Region pointing data:
--------

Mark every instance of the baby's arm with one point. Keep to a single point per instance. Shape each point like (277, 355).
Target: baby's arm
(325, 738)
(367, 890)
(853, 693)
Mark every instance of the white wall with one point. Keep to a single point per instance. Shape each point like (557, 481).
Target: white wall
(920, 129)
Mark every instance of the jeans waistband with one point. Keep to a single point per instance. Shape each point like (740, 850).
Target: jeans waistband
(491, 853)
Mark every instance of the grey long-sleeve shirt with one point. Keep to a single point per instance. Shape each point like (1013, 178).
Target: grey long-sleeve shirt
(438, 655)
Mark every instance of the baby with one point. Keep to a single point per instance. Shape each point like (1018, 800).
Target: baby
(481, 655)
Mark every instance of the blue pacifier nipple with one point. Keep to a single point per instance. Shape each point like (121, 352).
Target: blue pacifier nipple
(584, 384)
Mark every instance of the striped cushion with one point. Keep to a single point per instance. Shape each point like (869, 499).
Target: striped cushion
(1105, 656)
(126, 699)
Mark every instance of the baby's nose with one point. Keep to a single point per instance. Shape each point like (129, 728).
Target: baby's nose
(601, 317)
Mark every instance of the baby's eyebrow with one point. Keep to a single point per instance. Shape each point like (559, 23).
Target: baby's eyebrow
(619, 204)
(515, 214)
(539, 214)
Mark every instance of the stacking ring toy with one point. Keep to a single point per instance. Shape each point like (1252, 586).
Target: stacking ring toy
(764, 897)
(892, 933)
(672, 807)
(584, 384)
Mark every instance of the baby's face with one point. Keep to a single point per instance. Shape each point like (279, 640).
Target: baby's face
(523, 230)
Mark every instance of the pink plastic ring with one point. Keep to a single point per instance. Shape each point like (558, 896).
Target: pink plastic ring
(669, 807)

--------

▶ **The task**
Copy all the records above precisely.

▶ **Task solution**
Mark every instance of the baby's arm with one point. Keep to a single point per instance. Shape each point like (277, 355).
Target: baby's arm
(325, 738)
(367, 890)
(853, 693)
Mark every instance of the white wall with one point. Keep to a single point per instance. Shape each point like (557, 481).
Target: white wall
(920, 129)
Mark every instance of the jeans waistband with one point. Keep to a single point per instance. Shape each point like (740, 850).
Target: jeans waistband
(491, 853)
Mark every instance of the grey long-sleeve shirt with one point. Keep to a single point per instance. Shape each point like (1013, 178).
Target: grey long-sleeve shirt
(438, 655)
Mark every instance of the baby with one point. Keep to a single point per instance. Shape each point like (1018, 800).
Target: baby
(481, 655)
Mark every instance of the blue pacifier nipple with one point. Keep to a single point per instance. Shape each point like (121, 352).
Target: blue pacifier nipple
(584, 384)
Mark every instance of the striped cushion with one point. Keep to a single point per instance. Shape each point like (869, 499).
Target: striped cushion
(1105, 656)
(126, 699)
Mark every instance of the baby's nose with one point. Keep to a single point per instance. Shape each point like (129, 728).
Target: baby's nose
(601, 317)
Mark every instance of the baby's eyebrow with one point. Keep to a single point per instance. Shape each point like (559, 23).
Target: baby's eyebrow
(619, 204)
(515, 214)
(539, 214)
Mark every instance of the stacking ring toy with one point. Keep to a single point per instance. Shape each point like (1252, 586).
Target: stacking ring toy
(764, 897)
(892, 933)
(672, 807)
(584, 384)
Mark every instance of the baby's face with one point. Keep to a single point per instance. Shape each point like (279, 640).
Target: baby's face
(523, 230)
Mark every instance of the pink plastic ring with one point. Keep to a single point per instance. Shape each point like (558, 896).
Target: pink plastic ring
(669, 807)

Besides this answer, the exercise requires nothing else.